DESCRIPTION OF THE TASK: Copy word for word each line from the one that has "The component shall indicate each instance of the owl in" to the last line of the records, with no other lines.

EXTRACTED INFORMATION:
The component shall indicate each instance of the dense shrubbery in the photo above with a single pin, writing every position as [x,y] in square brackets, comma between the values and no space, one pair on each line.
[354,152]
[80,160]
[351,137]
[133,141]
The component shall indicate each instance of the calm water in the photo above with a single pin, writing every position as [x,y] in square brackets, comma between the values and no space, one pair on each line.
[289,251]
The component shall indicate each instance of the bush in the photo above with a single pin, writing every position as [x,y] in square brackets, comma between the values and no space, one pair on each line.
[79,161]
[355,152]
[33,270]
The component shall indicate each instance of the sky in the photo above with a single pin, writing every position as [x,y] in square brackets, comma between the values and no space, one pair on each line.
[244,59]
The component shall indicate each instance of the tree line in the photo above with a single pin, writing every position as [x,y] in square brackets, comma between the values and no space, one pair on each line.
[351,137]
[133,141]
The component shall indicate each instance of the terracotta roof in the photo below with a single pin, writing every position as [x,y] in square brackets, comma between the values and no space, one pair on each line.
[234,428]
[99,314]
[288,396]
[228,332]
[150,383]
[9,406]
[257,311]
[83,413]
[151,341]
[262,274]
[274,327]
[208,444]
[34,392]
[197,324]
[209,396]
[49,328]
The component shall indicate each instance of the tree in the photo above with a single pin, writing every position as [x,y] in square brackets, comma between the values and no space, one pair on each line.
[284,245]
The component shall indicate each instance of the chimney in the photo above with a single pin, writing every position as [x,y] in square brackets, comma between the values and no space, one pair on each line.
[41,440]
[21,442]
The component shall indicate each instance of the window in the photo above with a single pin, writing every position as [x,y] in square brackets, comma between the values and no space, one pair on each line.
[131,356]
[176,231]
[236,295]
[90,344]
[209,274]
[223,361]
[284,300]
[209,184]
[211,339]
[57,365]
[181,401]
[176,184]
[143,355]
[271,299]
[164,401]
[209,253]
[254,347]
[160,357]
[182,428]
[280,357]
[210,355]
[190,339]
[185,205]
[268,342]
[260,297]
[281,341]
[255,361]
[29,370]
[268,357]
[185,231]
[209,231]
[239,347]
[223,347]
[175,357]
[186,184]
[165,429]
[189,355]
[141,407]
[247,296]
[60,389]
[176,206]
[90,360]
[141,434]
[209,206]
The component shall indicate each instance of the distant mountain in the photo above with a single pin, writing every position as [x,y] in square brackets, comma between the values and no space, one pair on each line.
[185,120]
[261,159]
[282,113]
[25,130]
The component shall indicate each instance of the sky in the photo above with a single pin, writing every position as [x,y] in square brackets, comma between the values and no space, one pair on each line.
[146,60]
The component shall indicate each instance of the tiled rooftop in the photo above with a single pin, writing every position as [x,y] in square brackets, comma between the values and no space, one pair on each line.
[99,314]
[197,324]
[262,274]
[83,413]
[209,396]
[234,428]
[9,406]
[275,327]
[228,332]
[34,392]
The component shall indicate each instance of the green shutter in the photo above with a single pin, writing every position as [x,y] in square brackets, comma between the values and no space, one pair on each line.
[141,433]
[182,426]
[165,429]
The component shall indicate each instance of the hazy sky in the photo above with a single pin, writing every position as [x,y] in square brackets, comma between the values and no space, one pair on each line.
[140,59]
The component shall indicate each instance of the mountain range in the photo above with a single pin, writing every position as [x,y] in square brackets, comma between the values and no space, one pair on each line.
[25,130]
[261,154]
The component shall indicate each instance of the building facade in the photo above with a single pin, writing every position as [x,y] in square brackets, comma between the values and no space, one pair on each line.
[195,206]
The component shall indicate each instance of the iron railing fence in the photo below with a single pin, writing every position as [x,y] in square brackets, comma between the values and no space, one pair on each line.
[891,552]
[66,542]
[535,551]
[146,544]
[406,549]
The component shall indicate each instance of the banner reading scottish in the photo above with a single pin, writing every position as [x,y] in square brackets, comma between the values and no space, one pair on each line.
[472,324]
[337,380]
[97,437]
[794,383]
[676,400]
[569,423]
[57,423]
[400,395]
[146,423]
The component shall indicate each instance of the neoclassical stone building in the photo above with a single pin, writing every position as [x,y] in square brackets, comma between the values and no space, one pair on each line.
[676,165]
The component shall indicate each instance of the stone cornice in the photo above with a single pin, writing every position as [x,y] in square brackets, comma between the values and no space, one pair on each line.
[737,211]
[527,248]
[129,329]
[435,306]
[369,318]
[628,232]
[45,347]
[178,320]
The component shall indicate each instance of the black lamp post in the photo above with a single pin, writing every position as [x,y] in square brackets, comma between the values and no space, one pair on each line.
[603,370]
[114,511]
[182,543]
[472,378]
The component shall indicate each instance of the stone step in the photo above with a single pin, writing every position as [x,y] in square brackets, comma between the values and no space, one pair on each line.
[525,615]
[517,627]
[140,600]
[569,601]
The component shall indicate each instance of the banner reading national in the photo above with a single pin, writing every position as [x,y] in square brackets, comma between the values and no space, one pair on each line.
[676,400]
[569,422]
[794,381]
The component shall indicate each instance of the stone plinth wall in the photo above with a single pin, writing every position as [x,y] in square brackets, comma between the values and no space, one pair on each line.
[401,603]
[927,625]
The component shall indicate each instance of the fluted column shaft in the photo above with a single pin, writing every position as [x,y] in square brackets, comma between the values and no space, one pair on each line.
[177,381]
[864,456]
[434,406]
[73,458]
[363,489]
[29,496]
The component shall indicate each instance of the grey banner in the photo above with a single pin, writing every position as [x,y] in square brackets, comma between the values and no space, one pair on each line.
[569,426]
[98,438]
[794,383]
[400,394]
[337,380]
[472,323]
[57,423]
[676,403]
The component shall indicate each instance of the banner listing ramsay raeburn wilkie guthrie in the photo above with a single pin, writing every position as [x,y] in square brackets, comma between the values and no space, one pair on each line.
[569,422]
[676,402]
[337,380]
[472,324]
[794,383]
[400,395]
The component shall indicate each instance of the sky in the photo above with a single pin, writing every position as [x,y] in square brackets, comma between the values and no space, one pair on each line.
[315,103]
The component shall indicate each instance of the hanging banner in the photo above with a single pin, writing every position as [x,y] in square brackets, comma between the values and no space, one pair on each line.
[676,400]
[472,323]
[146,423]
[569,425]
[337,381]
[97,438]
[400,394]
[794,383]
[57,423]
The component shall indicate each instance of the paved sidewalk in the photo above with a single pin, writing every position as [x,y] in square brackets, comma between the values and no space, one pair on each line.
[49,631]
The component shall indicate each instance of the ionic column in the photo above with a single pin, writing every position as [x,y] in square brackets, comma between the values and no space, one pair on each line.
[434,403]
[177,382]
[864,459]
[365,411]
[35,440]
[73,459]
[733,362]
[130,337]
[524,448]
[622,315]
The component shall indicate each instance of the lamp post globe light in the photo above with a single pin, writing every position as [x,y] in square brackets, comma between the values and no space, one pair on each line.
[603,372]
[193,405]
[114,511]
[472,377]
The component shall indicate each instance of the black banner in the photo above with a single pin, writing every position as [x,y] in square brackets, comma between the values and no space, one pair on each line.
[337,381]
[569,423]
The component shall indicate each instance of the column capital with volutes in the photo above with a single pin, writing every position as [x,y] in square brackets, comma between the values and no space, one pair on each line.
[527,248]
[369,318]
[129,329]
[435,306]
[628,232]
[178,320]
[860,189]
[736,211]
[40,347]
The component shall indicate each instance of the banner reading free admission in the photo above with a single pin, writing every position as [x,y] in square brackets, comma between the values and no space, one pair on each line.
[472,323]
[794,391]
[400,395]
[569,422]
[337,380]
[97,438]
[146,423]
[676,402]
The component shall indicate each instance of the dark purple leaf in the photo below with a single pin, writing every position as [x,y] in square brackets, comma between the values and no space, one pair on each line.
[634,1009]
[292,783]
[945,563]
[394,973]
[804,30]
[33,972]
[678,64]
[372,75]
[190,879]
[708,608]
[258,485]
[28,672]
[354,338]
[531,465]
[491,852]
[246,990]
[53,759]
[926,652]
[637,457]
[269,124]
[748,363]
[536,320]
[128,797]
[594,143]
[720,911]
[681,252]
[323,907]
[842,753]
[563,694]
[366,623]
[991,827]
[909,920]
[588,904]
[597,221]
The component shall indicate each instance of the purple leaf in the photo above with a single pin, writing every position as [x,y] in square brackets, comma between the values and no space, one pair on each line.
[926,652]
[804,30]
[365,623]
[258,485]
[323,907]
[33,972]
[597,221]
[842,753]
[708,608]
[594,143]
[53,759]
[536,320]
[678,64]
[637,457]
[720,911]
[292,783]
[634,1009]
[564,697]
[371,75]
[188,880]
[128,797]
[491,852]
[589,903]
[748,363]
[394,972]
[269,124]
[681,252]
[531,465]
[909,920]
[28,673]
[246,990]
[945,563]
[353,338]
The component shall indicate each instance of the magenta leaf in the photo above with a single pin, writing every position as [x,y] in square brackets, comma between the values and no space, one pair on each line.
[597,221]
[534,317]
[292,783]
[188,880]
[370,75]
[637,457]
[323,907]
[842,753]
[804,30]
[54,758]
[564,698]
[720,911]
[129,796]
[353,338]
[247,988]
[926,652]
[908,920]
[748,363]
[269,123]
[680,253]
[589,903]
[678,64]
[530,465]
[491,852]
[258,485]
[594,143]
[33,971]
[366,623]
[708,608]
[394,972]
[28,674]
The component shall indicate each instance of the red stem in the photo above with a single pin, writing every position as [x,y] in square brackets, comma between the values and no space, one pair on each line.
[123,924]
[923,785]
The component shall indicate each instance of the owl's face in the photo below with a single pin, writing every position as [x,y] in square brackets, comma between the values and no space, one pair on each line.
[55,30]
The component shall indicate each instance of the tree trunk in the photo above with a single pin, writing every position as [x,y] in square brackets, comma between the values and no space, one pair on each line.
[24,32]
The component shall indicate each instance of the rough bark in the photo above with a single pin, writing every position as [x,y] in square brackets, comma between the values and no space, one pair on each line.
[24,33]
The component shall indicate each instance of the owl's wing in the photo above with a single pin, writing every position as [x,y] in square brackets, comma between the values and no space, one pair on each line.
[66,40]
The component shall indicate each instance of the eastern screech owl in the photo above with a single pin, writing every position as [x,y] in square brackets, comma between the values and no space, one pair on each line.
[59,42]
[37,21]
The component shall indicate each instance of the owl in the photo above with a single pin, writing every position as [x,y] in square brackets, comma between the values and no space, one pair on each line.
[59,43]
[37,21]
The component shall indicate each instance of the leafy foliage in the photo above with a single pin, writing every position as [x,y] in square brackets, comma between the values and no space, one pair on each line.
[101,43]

RESPONSE TO THE EXERCISE:
The component shall indicate each instance of the owl in the photo above with a single pin, writing every position as [x,y] in square brackets, comma between the values and no space, one pair on each line.
[59,43]
[37,21]
The component shall indicate each instance of the leafy foliage in the photo above with a single pin, writing every position as [x,y] in square brackets, comma between the values and no space, one pair on each line.
[101,43]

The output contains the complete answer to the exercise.